-- Task input follows --

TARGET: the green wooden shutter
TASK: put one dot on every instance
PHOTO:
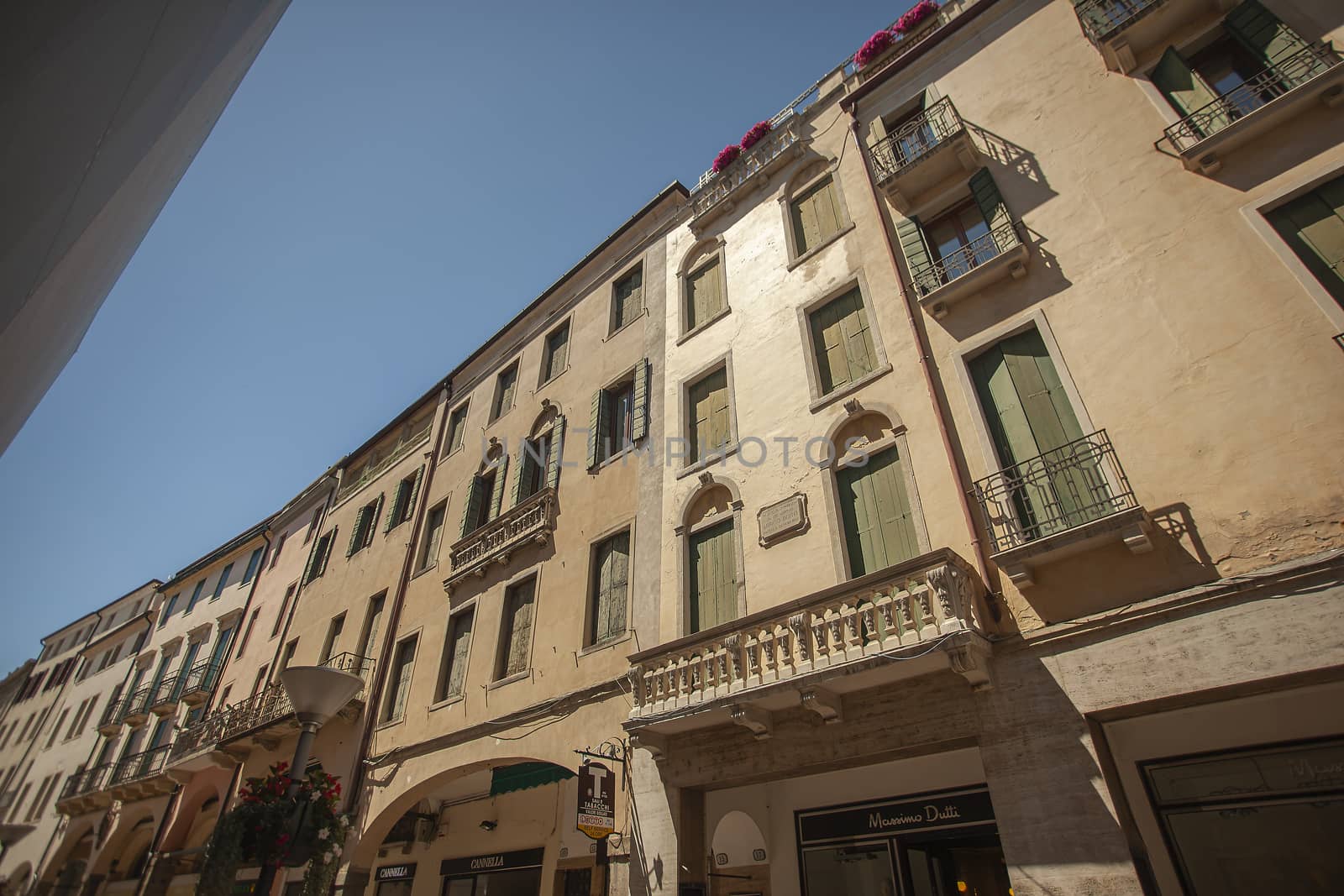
(911, 234)
(472, 508)
(1265, 35)
(875, 506)
(553, 461)
(992, 206)
(640, 410)
(1184, 89)
(1314, 228)
(497, 499)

-- Task input concluded --

Work item:
The expected output is the full data above, reproduced exactly with no images.

Completed exercise:
TARGET: the green wooden shutter
TASK: put one dot on every instance
PHOTO:
(911, 234)
(472, 508)
(1265, 35)
(875, 506)
(553, 461)
(992, 206)
(640, 410)
(1184, 89)
(1314, 228)
(497, 499)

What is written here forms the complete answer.